◆ Page extract ◆
╭──
There will also be a rally on Lawyers Mall in front of the Maryland State House for the Healthy Working Families Act at 9:30 AM on Fri., Mar. 3. Carpools will be leaving from Baltimore at 8:00am. If you need a ride, please call Luis at 401-365-7233 to confirm your address and pick up time. Go to http://www.unitedworkers.org/.

41] – On Thurs., Mar. 2 from 12:30 to 2 PM, come to Amazon Watch / CIEL Conference Room, 1350 Connecticut Ave. NW, #1100, (above Cosi, Dupont Circle South), WDC, and see the film YASUNI MAN, a documentary feature, which tells the story of the conflict in Ecuador's Yasuni National Park that has pitted biodiversity and human rights against extractive industries and human consumption. Director, producer and cinematographer Ryan P. Killackey, leads us on an incredible expedition through Yasuni – a 1,500 kilometer journey along seven rivers – exploring the impact of oil development on the biodiversity of the forest and its people. Through the documentary, Killackey ushers the viewer into a world unexplored and illustrates a cautionary tale of the far-reaching impact our dependence on fossil fuels can have on wildlife and indigenous people. This social, political, environmental and human rights drama forces the question: How far would you go to save it? Ryan will lead a discussion after the film.
42] – On Thurs., Mar. 2 at 1 PM, march from the Asbury United Methodist Church, 87 West St., and then rally with one clear demand: ban fracking now.  March through Annapolis and around the State House, then have a massive rally in Lawyers Mall. RSVP at https://sierra.secure.force.com/events/details?formcampaignid=70131000001DpPkAAK.

Buses are being organized from multiple locations across Maryland. Go to http://www.dontfrackmd.org/march/ to get tickets for the bus nearest you. At 3 PM, buses depart from College Ave. On March 2nd, we’re marching on Annapolis with one clear demand: ban fracking now. Join hundreds of Marylanders from across the state to show legislators just how powerful our movement is. We’ll march through Annapolis and around the State House, then have a massive rally in Lawyers Mall.

The Baltimore bus will be leaving from the Rogers Avenue Metro Station -- 4300 Hayward Ave.  Go to https://www.facebook.com/events/1731463936867344/.

43] – There will be an Access to Healthcare Town Hall (ACA) on Thurs., Mar. 2 at 6 PM at St Paul's UCC Fellowship Hall, Westminster, MD 21157.  Join a non-partisan discussion on affordable access to healthcare for all citizens. We have a diverse panel of experts to educate participants and answer questions. Contact information for elected officials will be distributed at the end of the meeting. All federal, county, state and municipal elected officials for Carroll County, MD have been invited to attend. Go to https://www.facebook.com/events/622892697918244 and https://www.resistancerecess.com/event/resist-recess/search/?source=climatehawks.

44] – On Thurs., Mar. 2 from 6 to 9 PM, get over to the fundraiser for Ulster Project Delaware. Enjoy live music, drink specials, appetizer buffet and a Chinese auction at Dead Presidents Restaurant, 618 N. Union St., Wilmington, DE. Visit http://ulsterprojectdelaware.org/.
╰──
◆ Given data ◆
╭──
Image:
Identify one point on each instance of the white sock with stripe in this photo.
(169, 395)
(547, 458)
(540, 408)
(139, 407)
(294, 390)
╰──
◆ Work to be completed ◆
Can you write the next part of the calendar of rallies, screenings and fundraisers, picking up after its last listing?

◆ Right answer ◆
45] – There is a Community Forum on Immigrants’ Rights on Thurs., Mar. 2 from 6 to 8 PM at the Carlos Rosario International Public Charter School, 1100 Harvard St. NW. Councilmember Brianne K. Nadeau, in collaboration with Carlos Rosario International Public Charter School, CARECEN, MLOV, Capital Area Immigrants’ Rights Coalition, and other community partners, will hold a forum about rights and resources for our immigrant community. Residents will also be able to share concerns and ask questions and breakout sessions will facilitate organizing of neighbors and school leaders. Allies are encouraged to attend. Call 202-724-8181.

46] – On Thurs., Mar. 2 from 7 to 9 PM, the Refugee Program of Jewish Family Services [JFS] will be hosting several general orientations over the next few weeks to go over various volunteer roles, and necessary screening required for each of them. Volunteer orientations are required in order to volunteer with the Refugee Program. There are Volunteer Orientations at Wilmington Friends School, 101 School Rd., Wilmington, and another at the Church of Jesus Christ of Latter-day Saints, 500 W. Chestnut Hill Rd., Newark, DE. Register at https://www.jfsdelaware.org/event/rise-orientation-0302/.

47] –  “Suspect Freedoms” is an Author Talk with Nancy Mirabal at 1658 Columbia Rd. NW, WDC, on Thurs., Mar. 2 from 7 to 8:30 PM.  The largely unexamined and often forgotten history of more than a hundred years of Cuban exile, migration, diaspora, and community formation.  Beginning in the early nineteenth century, Cubans migrated to New York City to organize and protest against Spanish colonial rule. While revolutionary wars raged in Cuba, expatriates envisioned, dissected, and redefined meanings of independence and nationhood. An underlying element was the concept of Cubanidad, a shared sense of what it meant to be Cuban. Deeply influenced by discussions of slavery, freedom, masculinity, and United States imperialism, the question of what and who constituted “being Cuban” remained in flux and often, suspect. This is the first book to explore Cuban racial and sexual politics in New York during the nineteenth and twentieth centuries.   Mirabal is Associate Professor in the American Studies Department and U.S. Latina/o Studies Program at the University of Maryland at College Park.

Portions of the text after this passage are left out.